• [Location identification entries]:

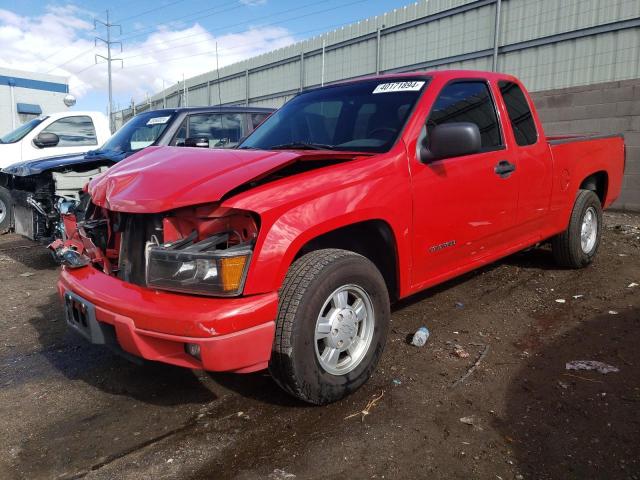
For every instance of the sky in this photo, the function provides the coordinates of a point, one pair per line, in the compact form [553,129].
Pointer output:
[162,40]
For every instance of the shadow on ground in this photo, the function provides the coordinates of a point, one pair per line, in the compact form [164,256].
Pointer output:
[579,424]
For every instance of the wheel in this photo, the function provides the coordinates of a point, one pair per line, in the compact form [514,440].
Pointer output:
[332,323]
[6,211]
[578,244]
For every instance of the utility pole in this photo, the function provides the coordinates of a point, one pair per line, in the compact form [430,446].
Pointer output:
[108,25]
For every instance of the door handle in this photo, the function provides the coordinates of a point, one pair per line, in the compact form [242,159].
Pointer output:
[504,168]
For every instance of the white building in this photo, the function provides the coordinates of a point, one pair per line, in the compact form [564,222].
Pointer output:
[25,95]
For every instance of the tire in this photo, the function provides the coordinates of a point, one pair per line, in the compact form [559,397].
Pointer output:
[339,296]
[6,211]
[571,248]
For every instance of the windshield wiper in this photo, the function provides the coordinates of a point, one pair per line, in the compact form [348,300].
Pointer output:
[302,146]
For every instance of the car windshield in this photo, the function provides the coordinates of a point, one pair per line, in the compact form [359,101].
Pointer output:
[364,116]
[20,132]
[139,132]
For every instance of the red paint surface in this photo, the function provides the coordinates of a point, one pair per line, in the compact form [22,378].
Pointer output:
[425,205]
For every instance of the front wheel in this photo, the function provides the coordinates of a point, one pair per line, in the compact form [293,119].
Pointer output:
[578,244]
[6,211]
[331,327]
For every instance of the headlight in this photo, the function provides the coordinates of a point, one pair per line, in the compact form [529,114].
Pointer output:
[207,267]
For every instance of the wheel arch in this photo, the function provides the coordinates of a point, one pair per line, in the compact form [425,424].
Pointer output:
[373,239]
[597,182]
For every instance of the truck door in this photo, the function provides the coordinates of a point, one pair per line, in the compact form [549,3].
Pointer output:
[534,158]
[463,206]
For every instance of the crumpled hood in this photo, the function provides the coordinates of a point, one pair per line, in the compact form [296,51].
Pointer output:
[158,179]
[41,165]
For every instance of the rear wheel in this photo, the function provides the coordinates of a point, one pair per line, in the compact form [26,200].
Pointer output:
[332,324]
[578,244]
[6,211]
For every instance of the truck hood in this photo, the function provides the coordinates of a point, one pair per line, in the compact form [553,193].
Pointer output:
[41,165]
[165,178]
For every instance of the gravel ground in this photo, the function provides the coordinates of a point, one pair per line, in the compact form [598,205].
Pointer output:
[71,410]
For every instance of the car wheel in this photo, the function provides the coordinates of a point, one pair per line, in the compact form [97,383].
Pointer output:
[6,211]
[578,244]
[332,325]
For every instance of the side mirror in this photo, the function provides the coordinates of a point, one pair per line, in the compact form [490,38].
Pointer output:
[46,140]
[451,140]
[200,142]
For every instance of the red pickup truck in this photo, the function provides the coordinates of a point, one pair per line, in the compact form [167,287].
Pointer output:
[287,251]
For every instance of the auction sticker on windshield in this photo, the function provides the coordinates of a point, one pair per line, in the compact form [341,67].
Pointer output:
[399,87]
[158,120]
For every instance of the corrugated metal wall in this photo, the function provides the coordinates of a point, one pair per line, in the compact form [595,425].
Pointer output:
[550,44]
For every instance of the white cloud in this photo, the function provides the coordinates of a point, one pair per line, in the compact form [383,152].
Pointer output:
[60,42]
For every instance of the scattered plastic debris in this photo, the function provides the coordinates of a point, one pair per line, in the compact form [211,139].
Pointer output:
[460,352]
[279,474]
[601,367]
[471,420]
[475,365]
[420,337]
[367,410]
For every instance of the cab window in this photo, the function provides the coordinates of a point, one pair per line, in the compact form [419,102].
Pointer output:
[74,131]
[524,128]
[468,101]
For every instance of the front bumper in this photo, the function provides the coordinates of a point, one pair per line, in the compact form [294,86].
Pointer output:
[234,334]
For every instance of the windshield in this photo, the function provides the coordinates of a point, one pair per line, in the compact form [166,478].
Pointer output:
[139,132]
[20,132]
[364,116]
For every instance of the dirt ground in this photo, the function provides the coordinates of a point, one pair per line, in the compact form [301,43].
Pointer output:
[71,410]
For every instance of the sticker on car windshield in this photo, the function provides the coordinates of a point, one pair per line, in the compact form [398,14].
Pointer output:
[158,120]
[398,87]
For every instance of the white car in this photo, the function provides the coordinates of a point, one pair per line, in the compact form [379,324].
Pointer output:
[54,134]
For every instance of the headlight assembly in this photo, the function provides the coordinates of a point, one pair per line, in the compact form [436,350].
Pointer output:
[208,267]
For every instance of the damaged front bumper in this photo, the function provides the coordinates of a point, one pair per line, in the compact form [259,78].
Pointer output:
[215,334]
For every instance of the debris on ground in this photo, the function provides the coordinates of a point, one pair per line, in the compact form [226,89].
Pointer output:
[367,410]
[460,352]
[279,474]
[601,367]
[420,337]
[471,420]
[473,368]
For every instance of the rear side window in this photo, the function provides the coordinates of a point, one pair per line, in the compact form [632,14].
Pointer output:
[468,101]
[256,119]
[222,130]
[524,129]
[74,131]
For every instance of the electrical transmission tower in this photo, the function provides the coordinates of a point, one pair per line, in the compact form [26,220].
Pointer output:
[108,42]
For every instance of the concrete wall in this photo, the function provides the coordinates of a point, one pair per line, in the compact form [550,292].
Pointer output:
[605,108]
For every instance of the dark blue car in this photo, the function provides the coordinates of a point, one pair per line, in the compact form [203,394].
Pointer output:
[33,194]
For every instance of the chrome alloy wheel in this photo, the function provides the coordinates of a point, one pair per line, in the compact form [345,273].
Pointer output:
[344,329]
[589,230]
[3,211]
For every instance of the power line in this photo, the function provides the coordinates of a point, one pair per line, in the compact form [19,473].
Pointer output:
[240,23]
[108,42]
[153,10]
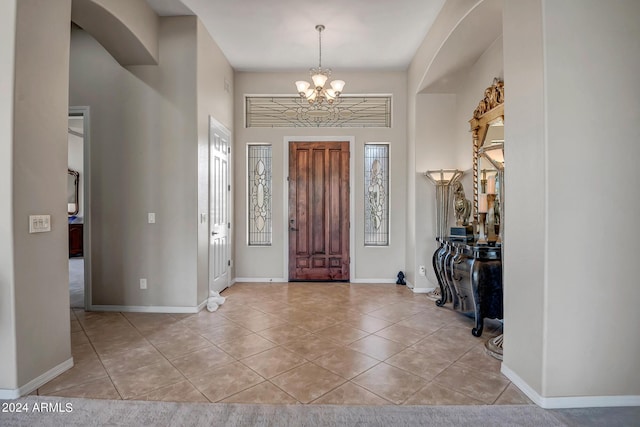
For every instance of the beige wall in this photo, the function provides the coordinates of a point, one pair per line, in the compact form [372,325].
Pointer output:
[382,263]
[39,186]
[524,271]
[143,159]
[570,67]
[149,153]
[8,361]
[600,40]
[127,29]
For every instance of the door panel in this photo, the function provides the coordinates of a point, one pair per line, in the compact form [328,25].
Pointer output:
[219,144]
[319,211]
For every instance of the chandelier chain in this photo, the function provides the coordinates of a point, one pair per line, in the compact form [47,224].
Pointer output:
[320,28]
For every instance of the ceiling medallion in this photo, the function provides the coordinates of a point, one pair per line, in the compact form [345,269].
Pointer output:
[315,93]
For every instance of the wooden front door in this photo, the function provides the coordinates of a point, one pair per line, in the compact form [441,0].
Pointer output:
[318,211]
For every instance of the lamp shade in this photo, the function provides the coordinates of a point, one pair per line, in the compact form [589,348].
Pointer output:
[302,86]
[443,176]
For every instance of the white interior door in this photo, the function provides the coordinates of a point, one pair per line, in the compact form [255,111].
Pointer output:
[219,189]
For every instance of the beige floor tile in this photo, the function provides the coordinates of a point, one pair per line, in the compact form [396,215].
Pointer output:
[427,367]
[82,372]
[367,323]
[181,345]
[101,388]
[263,393]
[316,323]
[327,323]
[424,322]
[436,394]
[273,362]
[100,319]
[183,391]
[75,325]
[246,346]
[390,382]
[227,380]
[200,362]
[117,363]
[147,322]
[225,333]
[307,382]
[311,346]
[283,333]
[82,352]
[350,394]
[394,312]
[513,396]
[342,334]
[109,348]
[377,347]
[401,334]
[260,322]
[476,384]
[478,359]
[346,362]
[79,339]
[145,379]
[441,345]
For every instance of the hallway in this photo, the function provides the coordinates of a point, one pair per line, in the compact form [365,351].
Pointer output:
[289,343]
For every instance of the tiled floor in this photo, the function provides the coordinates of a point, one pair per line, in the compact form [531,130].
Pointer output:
[289,343]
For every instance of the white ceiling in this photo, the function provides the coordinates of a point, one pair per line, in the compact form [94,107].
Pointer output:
[280,35]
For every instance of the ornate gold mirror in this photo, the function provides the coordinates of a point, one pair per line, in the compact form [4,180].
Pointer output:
[73,203]
[487,127]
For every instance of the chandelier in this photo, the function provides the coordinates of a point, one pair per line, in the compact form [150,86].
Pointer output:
[317,93]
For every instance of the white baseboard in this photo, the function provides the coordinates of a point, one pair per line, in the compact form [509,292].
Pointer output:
[422,290]
[37,382]
[373,281]
[260,280]
[568,401]
[146,308]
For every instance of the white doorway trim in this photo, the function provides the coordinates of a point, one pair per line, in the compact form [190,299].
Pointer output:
[285,210]
[84,111]
[218,280]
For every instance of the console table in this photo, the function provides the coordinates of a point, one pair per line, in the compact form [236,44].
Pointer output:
[470,277]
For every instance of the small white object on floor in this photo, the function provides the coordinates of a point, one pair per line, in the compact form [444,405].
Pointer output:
[214,301]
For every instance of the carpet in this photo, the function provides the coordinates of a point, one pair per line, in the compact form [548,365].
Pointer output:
[89,412]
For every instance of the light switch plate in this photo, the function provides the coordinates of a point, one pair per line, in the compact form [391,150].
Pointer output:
[39,223]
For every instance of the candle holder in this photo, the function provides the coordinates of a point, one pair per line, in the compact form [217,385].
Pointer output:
[482,237]
[491,218]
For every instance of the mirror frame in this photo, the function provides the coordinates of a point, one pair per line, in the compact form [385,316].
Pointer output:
[489,110]
[76,177]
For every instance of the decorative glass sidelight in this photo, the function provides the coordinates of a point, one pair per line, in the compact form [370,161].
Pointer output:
[376,188]
[259,191]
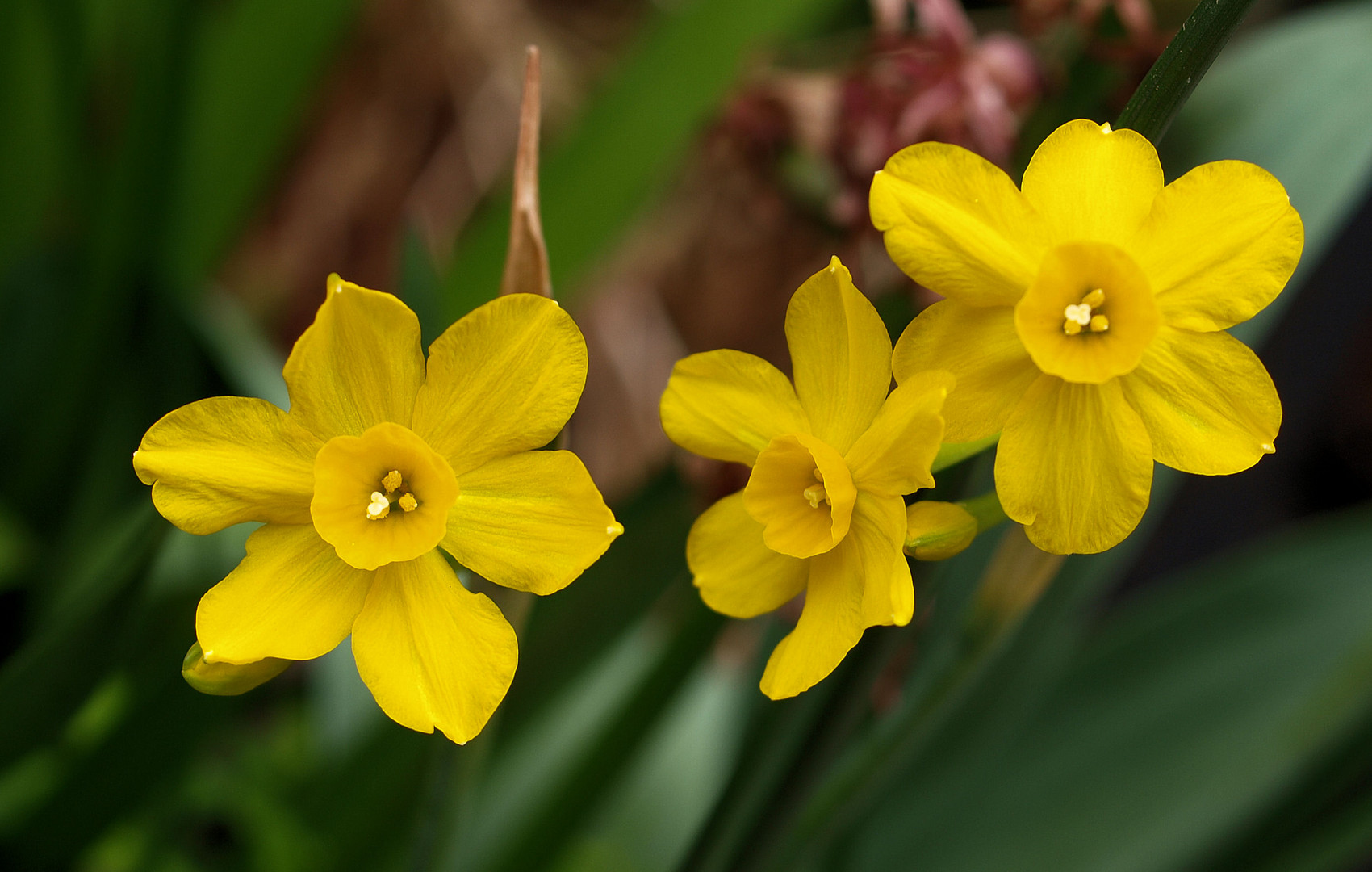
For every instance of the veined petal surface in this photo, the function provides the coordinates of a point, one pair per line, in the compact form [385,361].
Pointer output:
[983,352]
[224,460]
[1091,183]
[1207,403]
[736,573]
[895,454]
[531,522]
[291,597]
[1074,466]
[956,224]
[840,354]
[1219,245]
[503,379]
[729,405]
[358,364]
[434,654]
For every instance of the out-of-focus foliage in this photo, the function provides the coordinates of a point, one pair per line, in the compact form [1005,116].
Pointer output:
[1219,721]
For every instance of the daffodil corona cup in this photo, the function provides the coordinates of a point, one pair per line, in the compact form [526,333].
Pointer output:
[830,458]
[384,460]
[1085,317]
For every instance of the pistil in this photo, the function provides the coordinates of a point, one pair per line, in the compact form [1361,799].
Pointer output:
[380,505]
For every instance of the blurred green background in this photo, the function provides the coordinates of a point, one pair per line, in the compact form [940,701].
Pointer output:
[178,178]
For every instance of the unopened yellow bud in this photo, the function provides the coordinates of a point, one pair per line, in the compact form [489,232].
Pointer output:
[937,530]
[227,679]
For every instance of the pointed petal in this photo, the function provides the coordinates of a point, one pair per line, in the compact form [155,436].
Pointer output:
[840,354]
[1219,245]
[291,597]
[895,455]
[531,522]
[864,581]
[729,405]
[1091,183]
[503,379]
[983,352]
[736,573]
[956,224]
[360,363]
[225,460]
[1207,403]
[431,652]
[1074,466]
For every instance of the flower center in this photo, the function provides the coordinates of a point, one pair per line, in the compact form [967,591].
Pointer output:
[1088,315]
[395,493]
[358,481]
[803,495]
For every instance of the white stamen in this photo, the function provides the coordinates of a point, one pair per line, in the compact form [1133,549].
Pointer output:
[379,507]
[1080,313]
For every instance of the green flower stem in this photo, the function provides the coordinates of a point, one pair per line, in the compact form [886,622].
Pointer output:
[1176,73]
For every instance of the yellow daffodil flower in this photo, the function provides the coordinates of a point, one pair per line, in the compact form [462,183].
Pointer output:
[383,459]
[1085,313]
[822,511]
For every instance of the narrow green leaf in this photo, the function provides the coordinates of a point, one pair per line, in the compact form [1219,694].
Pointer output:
[1173,727]
[1179,70]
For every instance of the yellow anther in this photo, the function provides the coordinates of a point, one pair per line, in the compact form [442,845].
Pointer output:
[380,507]
[817,495]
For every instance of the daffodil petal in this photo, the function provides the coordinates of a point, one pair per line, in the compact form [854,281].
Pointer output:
[736,573]
[956,224]
[729,405]
[225,460]
[983,352]
[358,364]
[1207,403]
[291,597]
[503,379]
[531,522]
[840,354]
[1074,466]
[1093,183]
[434,654]
[1219,245]
[864,581]
[895,454]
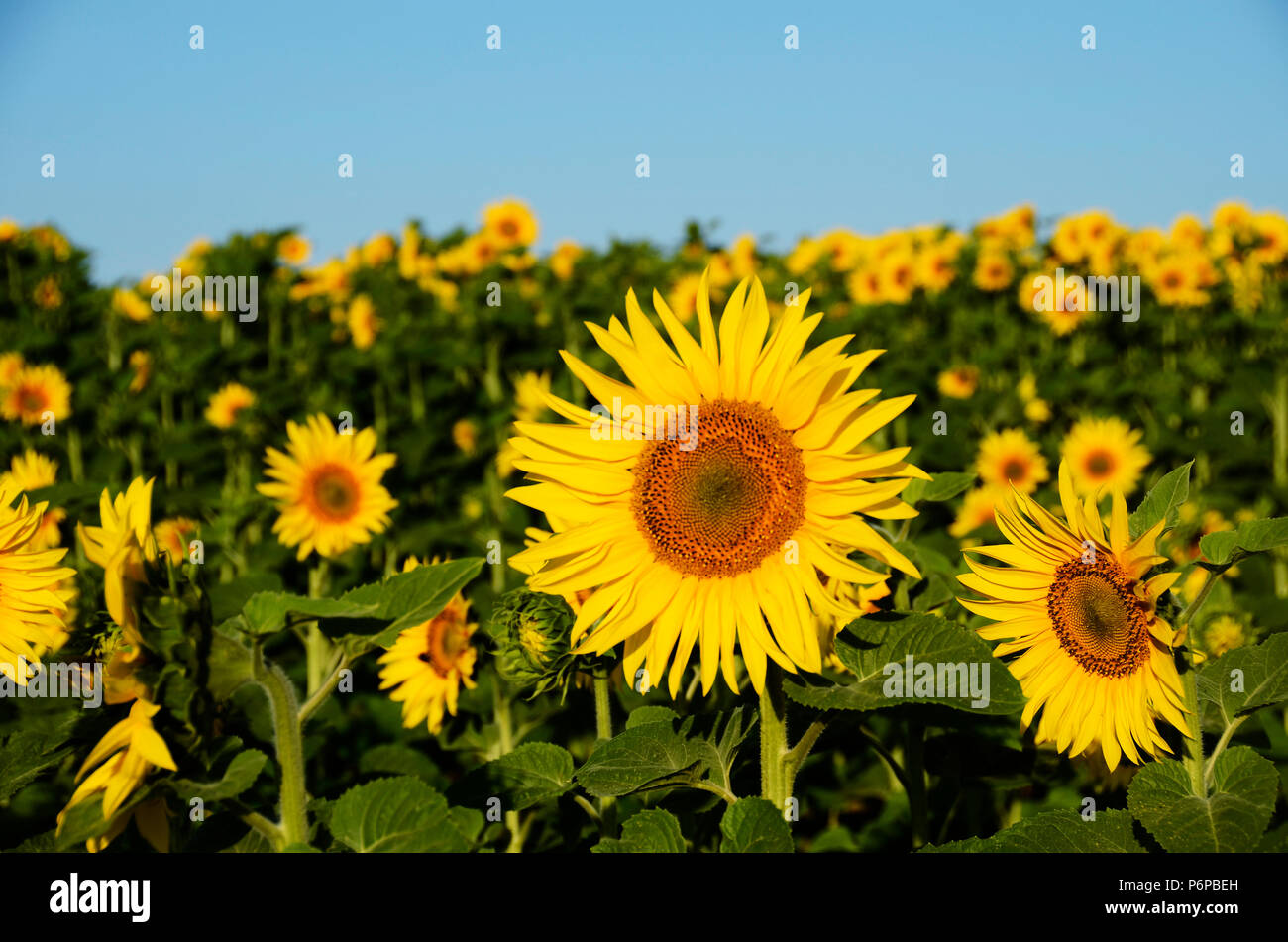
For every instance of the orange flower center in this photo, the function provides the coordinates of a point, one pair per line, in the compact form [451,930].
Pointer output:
[333,493]
[1098,618]
[724,504]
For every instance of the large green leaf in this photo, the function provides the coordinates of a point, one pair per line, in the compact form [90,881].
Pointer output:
[754,825]
[1262,682]
[531,774]
[1232,817]
[642,758]
[936,646]
[1163,501]
[1054,831]
[395,815]
[240,775]
[1225,547]
[648,831]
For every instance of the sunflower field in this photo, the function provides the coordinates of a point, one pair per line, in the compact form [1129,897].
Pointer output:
[889,542]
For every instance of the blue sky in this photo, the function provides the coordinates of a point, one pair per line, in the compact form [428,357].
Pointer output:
[158,143]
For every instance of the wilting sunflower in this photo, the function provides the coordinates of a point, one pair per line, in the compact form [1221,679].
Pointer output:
[31,611]
[37,390]
[33,471]
[327,488]
[128,753]
[1073,602]
[716,530]
[1009,457]
[227,404]
[429,663]
[1104,453]
[123,546]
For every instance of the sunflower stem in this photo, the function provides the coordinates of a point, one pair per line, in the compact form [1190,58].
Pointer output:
[317,646]
[505,734]
[915,783]
[288,744]
[773,739]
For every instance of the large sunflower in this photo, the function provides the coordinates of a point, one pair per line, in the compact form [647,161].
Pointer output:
[1073,602]
[33,613]
[327,488]
[1104,453]
[720,536]
[429,662]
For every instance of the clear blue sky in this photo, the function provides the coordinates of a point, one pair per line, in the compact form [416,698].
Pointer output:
[158,143]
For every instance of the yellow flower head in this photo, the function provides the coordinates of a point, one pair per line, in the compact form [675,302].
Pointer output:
[227,404]
[716,534]
[563,259]
[510,224]
[1073,603]
[1010,459]
[364,323]
[1104,453]
[294,250]
[35,391]
[428,663]
[529,395]
[123,545]
[124,758]
[35,614]
[327,488]
[958,382]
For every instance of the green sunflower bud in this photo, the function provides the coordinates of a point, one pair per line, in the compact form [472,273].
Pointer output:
[531,631]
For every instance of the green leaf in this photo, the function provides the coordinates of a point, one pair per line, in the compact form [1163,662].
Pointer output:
[531,774]
[643,715]
[407,598]
[1054,831]
[1225,547]
[1163,501]
[870,644]
[1263,680]
[754,825]
[266,613]
[944,486]
[643,758]
[1232,817]
[648,831]
[240,775]
[395,815]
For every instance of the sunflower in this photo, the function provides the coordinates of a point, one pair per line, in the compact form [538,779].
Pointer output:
[33,471]
[327,488]
[715,536]
[1072,601]
[993,271]
[227,404]
[1009,457]
[1104,453]
[124,546]
[294,250]
[510,223]
[529,395]
[429,663]
[125,757]
[37,390]
[174,537]
[33,613]
[958,382]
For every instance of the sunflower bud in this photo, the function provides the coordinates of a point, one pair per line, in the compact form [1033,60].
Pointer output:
[531,631]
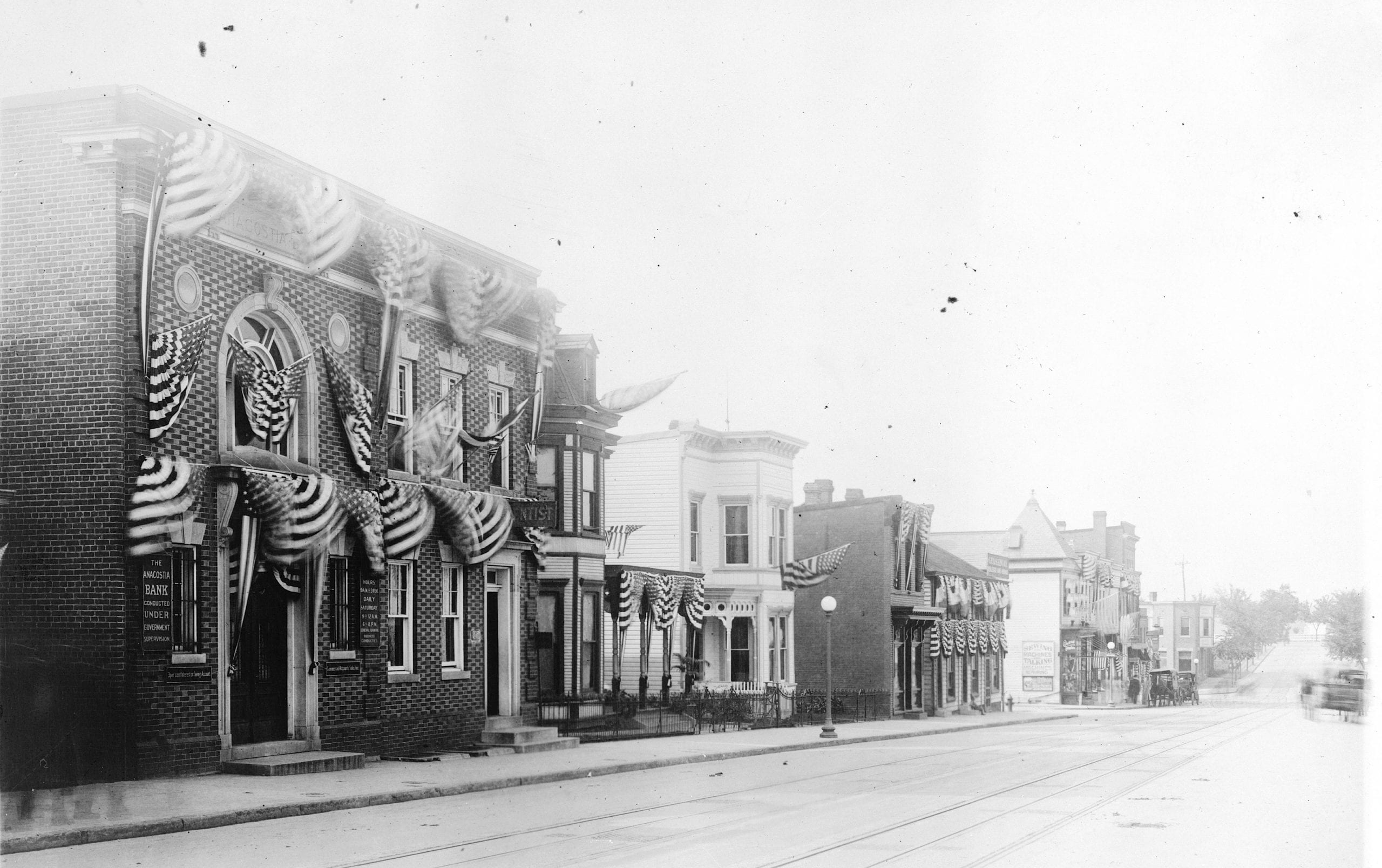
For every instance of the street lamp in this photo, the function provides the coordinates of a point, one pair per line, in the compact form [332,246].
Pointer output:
[828,730]
[1112,697]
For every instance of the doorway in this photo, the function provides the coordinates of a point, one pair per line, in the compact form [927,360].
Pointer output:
[259,689]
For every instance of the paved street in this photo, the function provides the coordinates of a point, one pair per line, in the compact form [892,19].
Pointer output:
[1121,787]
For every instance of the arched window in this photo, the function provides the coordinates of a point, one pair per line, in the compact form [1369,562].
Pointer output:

• [What is being asked]:
Starting at the line that contains "For every instance of the street", repeat each line exactly through the last one in the listing. Include both of those lines and nothing more.

• [Worked solution]:
For every instance of the street lamp in this photo, the function provides the coordinates of a point, one pair per line, in the compact form [332,246].
Pointer output:
[828,730]
[1112,697]
For every instance of the doorway in this photo, the function provides the coordinates of a point, one pair per line, in the compact form [927,360].
Pointer output:
[259,689]
For every instance of the paved street in this photo, the function provides the coordinates of a point, one pair per line, in the compact form [892,19].
Pointer output:
[1121,787]
For every instance of the arched window in this photo, the function provides the coordinates of a point, one pair per line, in the compact form [1369,562].
Pointer output:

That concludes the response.